There are many causes of potassium deficiency, the most common involve improper diet. Potassium is a chemical that is found naturally in many healthy foods. But over the last few decades, these foods have been lacking in the average diets of most people. Simply not eating foods with enough potassium is the leading cause of potassium deficiency. However, potassium does have some unique qualities, the most important of which is it’s seemingly adversarial role with sodium. Because of this relationship, a diet high in sodium will result in the body not retaining enough potassium, and vice versa. High sodium concentration is one of the leading causes of high blood pressure, therefore a diet that lacks sufficient potassium will increase the chance for a cardiovascular event such as a heart attack or a stroke. And conversely, by increasing the potassium in your diet, you can decrease you blood pressure by lowering your sodium levels.
Foods that are high in potassium include fruits, especially bananas, along with most vegetables, including spinach. Red meat is also a good source of potassium, but because of the fat content, it is advisable to get your potassium from fruit and vegetables. Milk and orange juice also contain high levels of potassium. Most of us are aware of foods that are high in sodium, so avoiding those will help increase your potassium levels.
Potassium is absorbed directly from the small intestines and is regulated by the kidneys. Therefore it is understandable that any disease or abnormality that effects the function of those two organs would have an effect on potassium levels. Because potassium is closely linked to water retention, any process that causes dehydration will also reduce potassium levels. Chronic diarrhea is an example of this as well as starvation and excessive vomiting. Also, sweating in general reduces the amount of potassium in the body, this is why sports drinks are high in potassium, to replace what is lost. Diuretics are a class of drugs that reduce the water retained in the body, these drugs will also decrease the amount of potassium in the body, so care must be taken to keep potassium replaced as you take this class of drugs.
Potassium is essential for many normal body functions including digestion, energy production and blood sugar conversion. A deficiency in potassium results in fatigue, vomiting, irregular bowel function as well as muscle contraction, including the muscles of the heart. Potassium is important in both the short term, and the long term health of your body. Increasing your potassium intake will go a long way toward preventing cardiovascular problems later on in life.

- [TASK OBJECTIVE] Condense the paragraph of the potassium text that begins "Foods that are high in potassium" into a bulleted list that keeps its main facts. The rows play no part in the task.

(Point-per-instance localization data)
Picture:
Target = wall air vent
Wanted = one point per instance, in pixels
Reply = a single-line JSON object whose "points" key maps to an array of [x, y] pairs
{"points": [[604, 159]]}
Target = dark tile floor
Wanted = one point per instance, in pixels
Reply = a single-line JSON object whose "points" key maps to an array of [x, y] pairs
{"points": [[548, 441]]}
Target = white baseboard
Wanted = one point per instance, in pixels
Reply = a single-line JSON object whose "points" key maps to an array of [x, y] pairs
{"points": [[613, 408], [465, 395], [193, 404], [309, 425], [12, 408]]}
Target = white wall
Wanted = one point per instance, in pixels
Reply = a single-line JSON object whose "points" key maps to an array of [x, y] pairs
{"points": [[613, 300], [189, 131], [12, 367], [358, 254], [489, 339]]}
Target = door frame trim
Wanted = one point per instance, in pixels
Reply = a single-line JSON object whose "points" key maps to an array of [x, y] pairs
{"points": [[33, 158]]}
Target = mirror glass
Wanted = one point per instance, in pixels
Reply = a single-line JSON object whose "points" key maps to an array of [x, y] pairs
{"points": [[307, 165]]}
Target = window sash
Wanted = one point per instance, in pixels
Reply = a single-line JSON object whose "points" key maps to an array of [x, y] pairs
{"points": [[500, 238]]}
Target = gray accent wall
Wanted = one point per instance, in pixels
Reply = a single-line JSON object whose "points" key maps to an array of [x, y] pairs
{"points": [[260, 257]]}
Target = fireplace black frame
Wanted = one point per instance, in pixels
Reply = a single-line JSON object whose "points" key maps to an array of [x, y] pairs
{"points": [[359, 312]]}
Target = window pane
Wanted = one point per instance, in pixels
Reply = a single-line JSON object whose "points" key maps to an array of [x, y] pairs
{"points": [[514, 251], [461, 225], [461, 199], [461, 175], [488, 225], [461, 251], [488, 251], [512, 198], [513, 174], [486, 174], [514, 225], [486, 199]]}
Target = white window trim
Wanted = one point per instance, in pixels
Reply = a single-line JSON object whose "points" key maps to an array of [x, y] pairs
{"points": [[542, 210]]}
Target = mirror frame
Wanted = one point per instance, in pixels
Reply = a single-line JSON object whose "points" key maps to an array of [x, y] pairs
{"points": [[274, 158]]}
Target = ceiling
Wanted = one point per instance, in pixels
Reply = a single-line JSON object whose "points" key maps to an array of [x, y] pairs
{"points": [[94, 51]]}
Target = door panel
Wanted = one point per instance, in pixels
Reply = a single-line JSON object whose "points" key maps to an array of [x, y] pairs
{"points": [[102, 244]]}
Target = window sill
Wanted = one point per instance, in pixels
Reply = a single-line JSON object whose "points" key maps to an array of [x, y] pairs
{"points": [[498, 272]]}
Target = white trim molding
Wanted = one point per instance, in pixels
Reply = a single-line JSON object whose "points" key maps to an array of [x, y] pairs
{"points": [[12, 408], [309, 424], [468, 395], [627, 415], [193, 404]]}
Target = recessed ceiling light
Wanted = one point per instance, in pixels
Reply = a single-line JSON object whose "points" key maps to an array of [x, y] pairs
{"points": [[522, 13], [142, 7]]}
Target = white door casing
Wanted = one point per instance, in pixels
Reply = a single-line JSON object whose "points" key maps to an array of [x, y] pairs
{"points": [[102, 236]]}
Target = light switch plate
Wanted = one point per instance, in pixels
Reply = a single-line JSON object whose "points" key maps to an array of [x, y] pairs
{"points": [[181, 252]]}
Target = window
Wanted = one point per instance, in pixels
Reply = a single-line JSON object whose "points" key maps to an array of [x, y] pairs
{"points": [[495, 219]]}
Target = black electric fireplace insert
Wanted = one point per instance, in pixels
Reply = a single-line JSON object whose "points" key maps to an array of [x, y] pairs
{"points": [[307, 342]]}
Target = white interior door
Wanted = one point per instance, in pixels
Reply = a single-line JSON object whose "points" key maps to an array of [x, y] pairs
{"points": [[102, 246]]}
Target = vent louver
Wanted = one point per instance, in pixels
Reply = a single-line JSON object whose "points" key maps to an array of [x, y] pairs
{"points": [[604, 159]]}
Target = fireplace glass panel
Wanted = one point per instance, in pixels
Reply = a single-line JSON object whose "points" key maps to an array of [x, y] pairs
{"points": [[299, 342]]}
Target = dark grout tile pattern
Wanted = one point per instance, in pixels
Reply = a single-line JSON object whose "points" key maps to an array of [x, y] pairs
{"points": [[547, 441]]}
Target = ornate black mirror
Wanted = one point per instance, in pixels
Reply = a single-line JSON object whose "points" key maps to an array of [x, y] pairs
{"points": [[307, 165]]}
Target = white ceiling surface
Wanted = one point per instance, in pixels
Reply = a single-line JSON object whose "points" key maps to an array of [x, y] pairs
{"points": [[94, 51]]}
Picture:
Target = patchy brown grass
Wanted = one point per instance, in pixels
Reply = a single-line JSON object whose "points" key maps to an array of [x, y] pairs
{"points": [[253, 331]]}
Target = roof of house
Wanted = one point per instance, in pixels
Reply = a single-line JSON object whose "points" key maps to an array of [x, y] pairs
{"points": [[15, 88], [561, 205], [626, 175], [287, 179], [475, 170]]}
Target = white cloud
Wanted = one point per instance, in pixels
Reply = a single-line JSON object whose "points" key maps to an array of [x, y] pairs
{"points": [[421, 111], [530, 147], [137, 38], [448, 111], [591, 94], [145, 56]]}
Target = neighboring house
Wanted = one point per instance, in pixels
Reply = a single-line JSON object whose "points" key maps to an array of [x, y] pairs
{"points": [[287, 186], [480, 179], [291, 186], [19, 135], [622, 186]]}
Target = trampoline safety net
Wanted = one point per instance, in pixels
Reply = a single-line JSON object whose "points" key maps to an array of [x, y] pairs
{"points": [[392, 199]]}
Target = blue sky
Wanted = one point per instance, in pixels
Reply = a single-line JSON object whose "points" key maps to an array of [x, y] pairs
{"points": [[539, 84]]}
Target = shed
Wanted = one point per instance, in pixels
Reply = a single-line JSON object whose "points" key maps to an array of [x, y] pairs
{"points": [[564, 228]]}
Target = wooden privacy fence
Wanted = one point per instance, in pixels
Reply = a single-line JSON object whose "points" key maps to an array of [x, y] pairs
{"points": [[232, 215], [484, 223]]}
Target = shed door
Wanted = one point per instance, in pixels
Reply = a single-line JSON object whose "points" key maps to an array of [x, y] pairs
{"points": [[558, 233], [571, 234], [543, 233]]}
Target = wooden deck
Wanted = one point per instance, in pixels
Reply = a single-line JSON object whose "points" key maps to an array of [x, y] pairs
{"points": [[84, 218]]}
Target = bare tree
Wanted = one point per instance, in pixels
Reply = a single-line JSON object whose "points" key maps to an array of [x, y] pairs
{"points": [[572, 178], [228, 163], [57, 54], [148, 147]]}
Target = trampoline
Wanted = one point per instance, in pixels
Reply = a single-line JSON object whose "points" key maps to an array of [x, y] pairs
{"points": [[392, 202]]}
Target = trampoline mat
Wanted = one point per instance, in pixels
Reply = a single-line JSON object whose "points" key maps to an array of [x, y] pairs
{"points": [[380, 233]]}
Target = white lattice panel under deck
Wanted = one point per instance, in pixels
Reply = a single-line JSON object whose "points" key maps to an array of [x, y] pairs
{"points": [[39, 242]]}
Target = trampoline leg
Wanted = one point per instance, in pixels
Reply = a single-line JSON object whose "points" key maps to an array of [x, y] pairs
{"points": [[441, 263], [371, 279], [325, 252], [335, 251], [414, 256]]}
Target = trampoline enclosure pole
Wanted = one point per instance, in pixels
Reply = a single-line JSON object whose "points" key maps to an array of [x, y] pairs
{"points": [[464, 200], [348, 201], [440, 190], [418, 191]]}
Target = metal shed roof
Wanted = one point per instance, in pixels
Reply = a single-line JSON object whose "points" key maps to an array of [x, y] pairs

- [WRITTEN ANSWER]
- High-potassium foods include fruits (especially bananas) and most vegetables (including spinach).
- Red meat is also a good source, but its fat content makes fruit and vegetables the advisable source.
- Milk and orange juice contain high levels of potassium.
- Avoiding familiar high-sodium foods helps increase potassium levels.